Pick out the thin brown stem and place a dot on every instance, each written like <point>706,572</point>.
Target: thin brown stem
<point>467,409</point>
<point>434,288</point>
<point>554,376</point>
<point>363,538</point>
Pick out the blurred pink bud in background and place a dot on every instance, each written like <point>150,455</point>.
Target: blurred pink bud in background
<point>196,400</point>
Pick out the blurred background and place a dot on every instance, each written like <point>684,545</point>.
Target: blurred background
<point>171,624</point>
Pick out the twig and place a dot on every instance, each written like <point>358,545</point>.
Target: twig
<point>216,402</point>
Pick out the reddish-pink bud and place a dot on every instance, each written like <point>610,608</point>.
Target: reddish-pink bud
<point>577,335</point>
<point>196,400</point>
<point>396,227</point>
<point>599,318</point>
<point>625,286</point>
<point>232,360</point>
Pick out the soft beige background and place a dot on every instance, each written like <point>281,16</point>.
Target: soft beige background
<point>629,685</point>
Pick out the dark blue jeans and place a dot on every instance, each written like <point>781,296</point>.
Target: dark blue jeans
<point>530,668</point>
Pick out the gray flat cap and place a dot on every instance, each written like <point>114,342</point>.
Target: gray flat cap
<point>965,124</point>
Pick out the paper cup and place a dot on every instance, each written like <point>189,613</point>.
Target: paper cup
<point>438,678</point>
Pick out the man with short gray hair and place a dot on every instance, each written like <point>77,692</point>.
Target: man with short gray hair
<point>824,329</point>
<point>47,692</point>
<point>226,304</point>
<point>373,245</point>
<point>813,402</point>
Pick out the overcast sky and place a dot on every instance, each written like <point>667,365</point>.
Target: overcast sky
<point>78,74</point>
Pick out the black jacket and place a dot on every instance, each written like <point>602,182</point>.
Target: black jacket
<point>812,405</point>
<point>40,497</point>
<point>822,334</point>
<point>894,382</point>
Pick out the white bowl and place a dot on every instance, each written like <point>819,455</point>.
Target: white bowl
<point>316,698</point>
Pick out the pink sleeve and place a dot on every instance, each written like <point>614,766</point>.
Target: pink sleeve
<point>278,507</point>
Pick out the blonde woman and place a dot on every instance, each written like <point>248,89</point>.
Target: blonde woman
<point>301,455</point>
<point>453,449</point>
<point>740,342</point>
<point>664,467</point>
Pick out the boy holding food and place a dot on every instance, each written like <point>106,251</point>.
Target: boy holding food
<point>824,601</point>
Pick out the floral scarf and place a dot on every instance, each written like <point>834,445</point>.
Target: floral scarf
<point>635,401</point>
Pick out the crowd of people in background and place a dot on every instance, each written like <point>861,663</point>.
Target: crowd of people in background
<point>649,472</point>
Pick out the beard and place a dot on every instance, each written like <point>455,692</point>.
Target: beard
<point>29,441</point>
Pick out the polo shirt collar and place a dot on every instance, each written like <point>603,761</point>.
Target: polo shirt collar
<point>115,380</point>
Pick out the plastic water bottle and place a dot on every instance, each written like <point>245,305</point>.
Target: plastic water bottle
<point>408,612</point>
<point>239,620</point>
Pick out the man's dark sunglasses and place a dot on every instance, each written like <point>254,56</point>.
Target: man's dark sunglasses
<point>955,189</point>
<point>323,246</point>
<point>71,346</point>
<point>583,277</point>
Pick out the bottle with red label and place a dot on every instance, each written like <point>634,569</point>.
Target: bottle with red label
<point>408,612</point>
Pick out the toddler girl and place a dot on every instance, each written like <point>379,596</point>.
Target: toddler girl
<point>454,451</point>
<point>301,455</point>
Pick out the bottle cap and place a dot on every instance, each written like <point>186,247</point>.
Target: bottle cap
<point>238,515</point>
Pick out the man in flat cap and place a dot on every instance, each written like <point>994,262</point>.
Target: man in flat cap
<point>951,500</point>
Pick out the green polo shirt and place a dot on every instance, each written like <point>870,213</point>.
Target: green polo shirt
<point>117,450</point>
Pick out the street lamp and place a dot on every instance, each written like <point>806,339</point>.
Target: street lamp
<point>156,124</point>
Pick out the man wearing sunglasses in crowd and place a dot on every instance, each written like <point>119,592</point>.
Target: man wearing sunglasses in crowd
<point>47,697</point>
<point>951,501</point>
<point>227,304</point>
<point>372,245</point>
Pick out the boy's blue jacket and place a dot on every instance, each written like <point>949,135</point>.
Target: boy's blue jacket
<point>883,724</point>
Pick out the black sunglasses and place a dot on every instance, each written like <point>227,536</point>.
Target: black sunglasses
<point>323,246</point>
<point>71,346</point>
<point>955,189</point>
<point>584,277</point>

(What to produce)
Reproduce, word for word, only the lines from the one that contains "Pick out the man's" through the final line.

(Response)
Pick out the man's dark sunglasses and place a dot on every instance, each written like <point>254,56</point>.
Target: man's dark sunglasses
<point>955,189</point>
<point>323,246</point>
<point>71,346</point>
<point>583,277</point>
Pick out the bottle with red label and place a dot on every instance, each written like <point>634,569</point>.
Target: bottle with red label
<point>408,612</point>
Pick out the toddler girl and place a dot on every instance, each written like <point>379,596</point>.
Target: toddler girl
<point>454,451</point>
<point>301,455</point>
Pick out the bottle cap and place a dot on every instance, each written like <point>186,247</point>.
Target: bottle cap
<point>238,515</point>
Pick out the man in flat cap and place a dot on every instance, each written like <point>994,262</point>.
Target: man in flat cap
<point>951,500</point>
Pick out the green polo shirt and place a dot on every instance, each written like <point>870,213</point>.
Target: green polo shirt
<point>117,450</point>
Pick out the street lamp and place a dot on every instance, each written like <point>806,339</point>.
Target: street lamp
<point>156,124</point>
Pick out the man wearing sunglasses in crowd and place a dot on every instance, each written like <point>119,592</point>.
Target: man wearing sunglasses in crowd
<point>47,697</point>
<point>951,501</point>
<point>227,304</point>
<point>372,245</point>
Pick out the boy's blue jacket and place a dot on every instance, each written like <point>949,135</point>.
Target: boy's blue jacket
<point>883,724</point>
Pick out the black sunglasses and place a dot on every instance, each written like <point>227,536</point>.
Target: black sunglasses
<point>323,246</point>
<point>71,346</point>
<point>955,189</point>
<point>584,277</point>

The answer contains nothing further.